Problem requirements:
Please copy the listing again, starting with the line that contains "Draw a tight box around the forested" and going on through the end of the listing, keeping every line and shifting each bounding box coordinate by -133.

**** Data in this exercise ****

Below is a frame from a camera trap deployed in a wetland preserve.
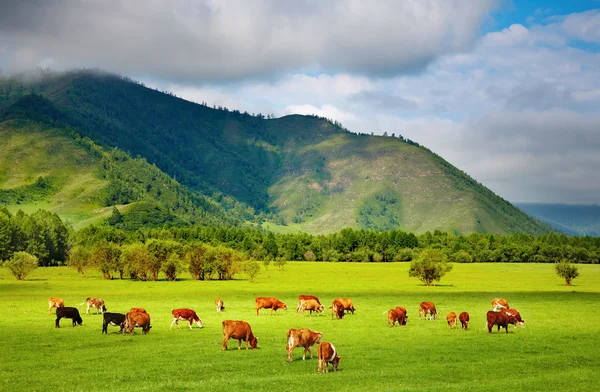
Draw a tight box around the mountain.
[517,203,600,237]
[0,71,552,234]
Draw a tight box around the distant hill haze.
[0,71,553,234]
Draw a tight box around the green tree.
[243,260,260,282]
[4,252,38,280]
[408,249,452,286]
[554,259,579,286]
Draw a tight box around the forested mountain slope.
[0,71,551,233]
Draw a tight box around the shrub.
[4,252,38,280]
[554,259,579,286]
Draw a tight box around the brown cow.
[419,302,438,320]
[48,298,65,314]
[458,312,469,330]
[296,299,325,316]
[317,342,342,373]
[388,306,408,327]
[285,328,323,362]
[215,298,225,313]
[446,312,457,328]
[492,298,510,312]
[81,298,106,314]
[169,308,202,329]
[502,309,525,328]
[255,297,287,316]
[123,312,152,335]
[221,320,258,350]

****

Worked answer:
Draw a tight box around the forested mountain slope.
[-133,-62,418,100]
Draw a tight box around the shrub.
[-129,119,-95,147]
[421,126,446,153]
Draw a tight box around the brown cow.
[286,169,305,187]
[-85,165,-68,181]
[325,179,336,197]
[163,166,192,183]
[184,209,209,240]
[255,173,275,194]
[152,195,190,229]
[82,165,92,180]
[313,179,324,195]
[359,165,377,179]
[-52,165,-27,181]
[36,175,69,196]
[369,176,392,195]
[122,164,154,183]
[-10,179,19,202]
[88,187,125,217]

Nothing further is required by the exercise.